» What is required: Once the line containing "roof --shape polygon" is found in the data below, output that line and every line after it through the last, unchanged and with nothing else.

BEGIN Provided data

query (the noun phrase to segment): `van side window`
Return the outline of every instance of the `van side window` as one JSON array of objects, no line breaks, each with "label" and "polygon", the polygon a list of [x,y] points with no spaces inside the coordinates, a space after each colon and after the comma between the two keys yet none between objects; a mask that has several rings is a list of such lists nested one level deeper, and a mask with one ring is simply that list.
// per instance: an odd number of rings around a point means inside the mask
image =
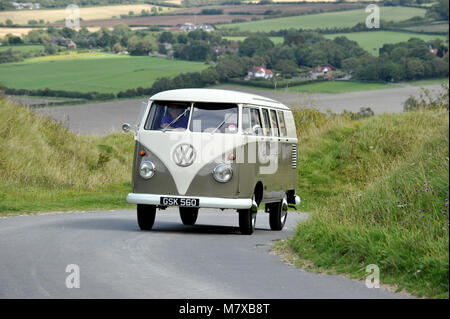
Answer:
[{"label": "van side window", "polygon": [[275,110],[270,110],[270,117],[272,120],[272,136],[280,136],[280,131],[278,129],[277,112]]},{"label": "van side window", "polygon": [[278,111],[278,120],[280,121],[281,136],[287,136],[286,121],[284,120],[284,112],[283,111]]},{"label": "van side window", "polygon": [[270,136],[270,119],[269,119],[269,111],[267,109],[262,109],[263,120],[264,120],[264,135]]},{"label": "van side window", "polygon": [[242,108],[242,131],[249,135],[263,135],[259,109],[253,107]]}]

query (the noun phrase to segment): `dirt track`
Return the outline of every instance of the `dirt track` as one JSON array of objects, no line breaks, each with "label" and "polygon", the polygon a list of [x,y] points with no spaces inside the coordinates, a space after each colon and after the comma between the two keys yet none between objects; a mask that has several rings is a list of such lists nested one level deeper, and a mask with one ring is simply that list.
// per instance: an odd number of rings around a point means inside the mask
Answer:
[{"label": "dirt track", "polygon": [[[439,85],[427,88],[439,89]],[[273,92],[252,88],[220,86],[219,89],[245,91],[273,98],[289,105],[291,108],[314,107],[321,111],[333,112],[343,110],[357,112],[361,107],[370,107],[375,113],[398,113],[403,110],[403,102],[409,95],[419,95],[420,88],[406,86],[400,88],[351,92],[341,94],[297,94],[291,92]],[[40,114],[49,115],[64,123],[70,130],[81,134],[104,135],[120,131],[124,122],[136,123],[142,102],[145,99],[113,101],[106,103],[85,104],[75,106],[48,107],[36,110]]]}]

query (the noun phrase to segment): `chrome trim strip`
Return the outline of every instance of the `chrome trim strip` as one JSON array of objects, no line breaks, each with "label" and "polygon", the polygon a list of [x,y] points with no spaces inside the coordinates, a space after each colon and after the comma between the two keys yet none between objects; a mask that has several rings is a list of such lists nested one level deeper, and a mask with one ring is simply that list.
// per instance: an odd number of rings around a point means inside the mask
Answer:
[{"label": "chrome trim strip", "polygon": [[161,197],[198,198],[200,201],[199,206],[204,208],[249,209],[253,204],[251,198],[194,197],[136,193],[129,193],[127,196],[127,202],[130,204],[159,205]]}]

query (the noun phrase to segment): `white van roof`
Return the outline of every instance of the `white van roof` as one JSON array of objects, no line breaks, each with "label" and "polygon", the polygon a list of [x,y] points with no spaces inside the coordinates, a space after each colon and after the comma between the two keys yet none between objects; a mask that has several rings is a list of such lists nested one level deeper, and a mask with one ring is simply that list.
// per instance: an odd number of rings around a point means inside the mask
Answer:
[{"label": "white van roof", "polygon": [[236,104],[256,104],[261,106],[274,107],[284,110],[289,108],[268,97],[218,89],[178,89],[156,93],[151,98],[153,101],[185,101],[185,102],[214,102],[214,103],[236,103]]}]

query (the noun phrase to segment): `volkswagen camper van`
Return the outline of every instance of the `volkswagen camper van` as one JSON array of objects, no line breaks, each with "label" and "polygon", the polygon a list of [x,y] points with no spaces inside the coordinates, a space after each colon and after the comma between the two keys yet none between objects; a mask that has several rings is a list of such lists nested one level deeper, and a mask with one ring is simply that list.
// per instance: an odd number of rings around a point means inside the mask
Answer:
[{"label": "volkswagen camper van", "polygon": [[[178,207],[194,225],[199,209],[233,209],[243,234],[265,204],[272,230],[298,205],[297,135],[292,112],[272,99],[227,90],[179,89],[149,99],[135,129],[137,221],[150,230],[157,209]],[[207,213],[207,212],[205,212]]]}]

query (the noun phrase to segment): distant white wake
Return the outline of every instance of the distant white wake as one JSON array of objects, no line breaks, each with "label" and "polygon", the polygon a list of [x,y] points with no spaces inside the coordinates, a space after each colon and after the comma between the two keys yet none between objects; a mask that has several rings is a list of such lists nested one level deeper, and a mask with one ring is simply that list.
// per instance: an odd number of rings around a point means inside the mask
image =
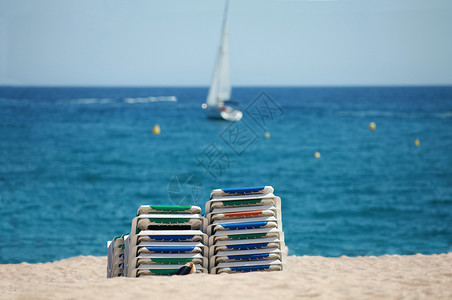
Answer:
[{"label": "distant white wake", "polygon": [[159,96],[146,98],[125,98],[125,103],[177,102],[176,96]]}]

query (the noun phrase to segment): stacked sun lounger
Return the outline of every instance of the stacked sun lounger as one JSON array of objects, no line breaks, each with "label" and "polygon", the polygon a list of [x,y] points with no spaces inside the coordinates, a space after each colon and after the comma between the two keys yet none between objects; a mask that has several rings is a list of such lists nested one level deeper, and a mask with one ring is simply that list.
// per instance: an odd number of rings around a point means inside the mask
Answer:
[{"label": "stacked sun lounger", "polygon": [[200,213],[198,206],[142,205],[124,242],[124,275],[171,275],[187,262],[207,273],[207,222]]},{"label": "stacked sun lounger", "polygon": [[116,236],[107,242],[108,263],[107,277],[124,276],[124,238],[127,234]]},{"label": "stacked sun lounger", "polygon": [[209,273],[283,270],[281,199],[271,186],[214,190],[206,217]]}]

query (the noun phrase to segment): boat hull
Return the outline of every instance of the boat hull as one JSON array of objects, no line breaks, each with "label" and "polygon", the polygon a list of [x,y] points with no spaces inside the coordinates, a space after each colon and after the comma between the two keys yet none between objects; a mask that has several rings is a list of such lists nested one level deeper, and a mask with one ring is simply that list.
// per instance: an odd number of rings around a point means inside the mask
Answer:
[{"label": "boat hull", "polygon": [[240,121],[243,117],[243,113],[240,110],[227,105],[207,106],[205,110],[209,119],[235,122]]}]

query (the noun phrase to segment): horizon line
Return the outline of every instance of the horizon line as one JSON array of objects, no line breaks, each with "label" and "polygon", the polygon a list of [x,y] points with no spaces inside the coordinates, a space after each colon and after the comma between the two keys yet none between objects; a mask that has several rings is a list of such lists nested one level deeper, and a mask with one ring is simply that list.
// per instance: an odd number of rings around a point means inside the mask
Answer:
[{"label": "horizon line", "polygon": [[[371,87],[452,87],[448,84],[312,84],[312,85],[233,85],[232,88],[371,88]],[[209,85],[102,85],[102,84],[0,84],[0,88],[209,88]]]}]

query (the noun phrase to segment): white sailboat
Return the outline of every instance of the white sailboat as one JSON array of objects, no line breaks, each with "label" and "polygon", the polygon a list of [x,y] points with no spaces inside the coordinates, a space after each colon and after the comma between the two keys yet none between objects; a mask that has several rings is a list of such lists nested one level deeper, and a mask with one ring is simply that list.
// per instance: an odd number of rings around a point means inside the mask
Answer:
[{"label": "white sailboat", "polygon": [[212,83],[206,103],[202,107],[206,110],[207,116],[214,119],[224,119],[227,121],[239,121],[243,114],[240,110],[226,104],[231,99],[231,82],[229,79],[229,45],[228,45],[228,8],[229,0],[223,17],[223,28],[221,30],[221,42],[218,49]]}]

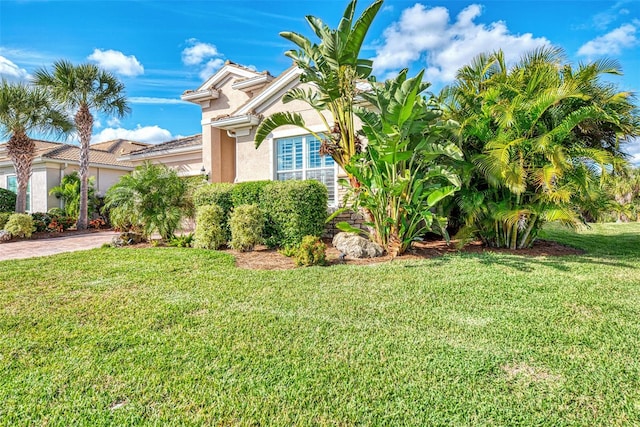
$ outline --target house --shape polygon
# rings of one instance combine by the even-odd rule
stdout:
[[[321,142],[315,137],[286,126],[255,148],[257,126],[275,112],[296,111],[312,131],[325,130],[306,103],[282,102],[289,89],[304,86],[300,74],[300,69],[291,67],[273,77],[227,61],[200,87],[183,93],[183,100],[202,110],[202,167],[210,181],[317,179],[327,186],[330,204],[335,204],[339,169],[331,157],[318,154]]]
[[[60,185],[63,176],[79,169],[80,147],[60,142],[34,140],[36,151],[27,189],[27,211],[47,212],[61,207],[61,200],[49,195],[51,188]],[[120,156],[146,148],[149,144],[117,139],[92,144],[89,153],[89,176],[95,177],[96,193],[104,195],[122,175],[135,165],[118,159]],[[17,189],[17,178],[6,144],[0,144],[0,188]]]
[[[191,135],[161,144],[148,145],[118,157],[135,166],[148,161],[174,168],[179,176],[205,175],[202,162],[202,135]]]

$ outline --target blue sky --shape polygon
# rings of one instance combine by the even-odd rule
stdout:
[[[126,85],[132,113],[99,117],[94,140],[162,142],[200,132],[196,105],[180,101],[225,60],[278,75],[291,65],[280,31],[311,37],[305,15],[335,26],[347,0],[0,0],[0,75],[28,80],[55,60],[94,62]],[[360,0],[361,11],[369,4]],[[427,69],[439,89],[482,51],[507,59],[545,44],[578,63],[617,59],[623,90],[640,91],[640,1],[386,0],[363,56],[375,74]],[[638,146],[636,146],[638,145]],[[640,160],[640,144],[628,150]]]

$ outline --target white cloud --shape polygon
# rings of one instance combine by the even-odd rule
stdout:
[[[458,69],[482,52],[502,49],[508,62],[525,52],[549,45],[544,37],[531,33],[515,35],[502,21],[476,24],[482,7],[472,4],[450,22],[445,7],[428,8],[420,3],[405,9],[400,20],[383,33],[384,43],[376,49],[376,73],[397,71],[415,61],[424,61],[426,77],[431,81],[450,82]]]
[[[128,98],[132,104],[188,104],[181,99],[176,98],[156,98],[151,96],[132,96]]]
[[[189,39],[189,47],[182,51],[182,62],[185,65],[200,65],[205,60],[220,56],[218,49],[209,43],[203,43],[197,39]]]
[[[624,152],[629,155],[629,162],[640,167],[640,138],[633,138],[625,144]]]
[[[198,75],[202,80],[206,80],[209,77],[211,77],[213,73],[218,71],[223,65],[224,65],[223,59],[220,59],[220,58],[212,59],[205,64],[204,68],[200,70],[200,73],[198,73]]]
[[[117,117],[111,117],[109,120],[107,120],[107,126],[112,128],[120,126],[120,119]]]
[[[622,49],[635,46],[638,44],[638,38],[636,37],[637,27],[634,24],[622,25],[604,36],[588,41],[578,49],[578,55],[588,57],[618,55]]]
[[[144,67],[135,56],[125,56],[124,53],[117,50],[95,49],[87,59],[107,71],[113,71],[123,76],[135,77],[144,73]]]
[[[187,40],[189,45],[182,51],[182,63],[200,68],[200,78],[205,80],[224,65],[223,55],[209,43],[197,39]]]
[[[91,142],[110,141],[112,139],[129,139],[138,142],[148,142],[150,144],[159,144],[165,141],[171,141],[174,137],[166,129],[155,126],[140,126],[135,129],[124,129],[121,127],[109,127],[101,130],[91,137]]]
[[[0,78],[11,82],[26,81],[29,79],[29,73],[4,56],[0,56]]]

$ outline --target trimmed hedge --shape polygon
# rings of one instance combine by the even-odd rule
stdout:
[[[327,187],[316,180],[207,184],[194,192],[193,201],[196,207],[222,209],[227,241],[233,207],[257,204],[266,220],[262,236],[271,247],[296,246],[304,236],[320,237],[327,219]]]
[[[196,211],[196,232],[193,236],[193,247],[201,249],[218,249],[227,243],[222,228],[224,212],[218,205],[200,206]]]
[[[247,181],[239,182],[231,190],[233,206],[260,205],[262,193],[267,185],[273,181]]]
[[[223,215],[221,226],[226,240],[231,238],[231,231],[229,230],[229,214],[231,213],[231,209],[233,209],[233,200],[231,198],[233,187],[234,184],[231,183],[216,182],[198,187],[193,192],[193,205],[196,212],[202,206],[216,205],[222,208]]]
[[[0,212],[16,211],[16,193],[0,188]]]
[[[315,180],[273,181],[263,189],[267,244],[295,246],[304,236],[320,237],[327,219],[327,187]]]
[[[239,205],[233,208],[229,217],[232,249],[246,252],[262,243],[264,215],[257,205]]]

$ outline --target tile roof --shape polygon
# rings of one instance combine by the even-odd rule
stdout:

END Provided data

» Task output:
$ outline --target tile roof --shape polygon
# rings of one instance combine by the even-odd rule
stdout:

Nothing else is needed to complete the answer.